ENUNCIADO: Según el texto sobre la Semana Santa, ¿desde qué año es la cruz del socavón símbolo de la religiosidad otavaleña?

TEXTO CITADO:
⟨

La Pasión entre candilejas y telones
Autor: Jaime Núñez Garcés
El recogimiento o abstracción de todo lo mundano, los engañosos propósitos de enmienda y el fervor religioso que la Semana Santa demanda, eran más patentes en años anteriores. Todos los mortales teníamos que hablar bajito, el viernes santo las personas de edad vestían luto riguroso, estaba prohibido reír y si por desgracia alguien tenía la ocurrencia de lavar su cristiana humanidad, hasta podía convertirse en pescado para exportación libre de aranceles. No han perdido vigencia el opíparo consumo de fanesca, ni los sermones maratónicos que cuando niños soportábamos soñolientos por imposición paterno-maternal mientras un tufillo de digestión trabajosa enrarecía el ambiente desde el portón de ingreso hasta el altar mayor, pasando por los confesionarios que registraban una muy buena afluencia de reincidentes arrepentidos.

La cruz del socavón. Desde 1967, símbolo auténtico de la religiosidad otavaleña. Foto © Jaime Núñez Garcés.

⟩

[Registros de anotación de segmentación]
⟨

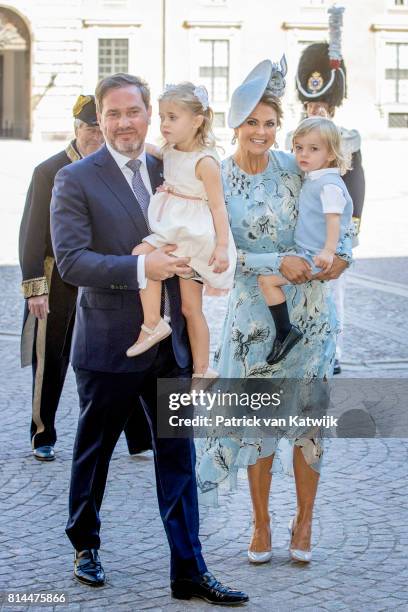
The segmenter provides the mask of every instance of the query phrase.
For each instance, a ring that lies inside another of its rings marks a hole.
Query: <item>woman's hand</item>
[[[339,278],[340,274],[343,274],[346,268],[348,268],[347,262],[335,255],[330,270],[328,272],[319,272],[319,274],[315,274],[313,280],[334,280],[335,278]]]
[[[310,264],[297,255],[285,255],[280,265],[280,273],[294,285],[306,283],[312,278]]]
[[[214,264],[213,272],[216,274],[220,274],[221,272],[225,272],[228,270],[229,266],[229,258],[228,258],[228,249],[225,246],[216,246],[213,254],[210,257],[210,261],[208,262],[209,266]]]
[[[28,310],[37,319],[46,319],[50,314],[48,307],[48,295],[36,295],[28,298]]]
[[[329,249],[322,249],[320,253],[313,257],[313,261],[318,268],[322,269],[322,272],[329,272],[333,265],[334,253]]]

⟩
⟨

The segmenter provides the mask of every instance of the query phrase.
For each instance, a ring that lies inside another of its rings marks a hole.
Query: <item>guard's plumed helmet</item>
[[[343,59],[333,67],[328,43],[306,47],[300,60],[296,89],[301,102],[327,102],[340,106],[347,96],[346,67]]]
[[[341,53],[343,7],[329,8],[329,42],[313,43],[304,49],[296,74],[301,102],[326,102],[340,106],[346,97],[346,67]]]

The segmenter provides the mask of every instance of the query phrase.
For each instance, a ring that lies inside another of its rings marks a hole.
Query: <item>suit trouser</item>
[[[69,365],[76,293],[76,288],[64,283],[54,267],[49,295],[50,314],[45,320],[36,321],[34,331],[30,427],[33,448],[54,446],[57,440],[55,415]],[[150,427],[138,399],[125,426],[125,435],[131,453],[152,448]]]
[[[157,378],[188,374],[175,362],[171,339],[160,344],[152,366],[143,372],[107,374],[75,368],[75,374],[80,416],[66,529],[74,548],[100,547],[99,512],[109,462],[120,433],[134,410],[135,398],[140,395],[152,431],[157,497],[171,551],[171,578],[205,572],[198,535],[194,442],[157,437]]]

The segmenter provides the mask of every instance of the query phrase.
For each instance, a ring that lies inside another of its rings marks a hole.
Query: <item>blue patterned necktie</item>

⟩

RESPUESTA CORRECTA: Desde 1967.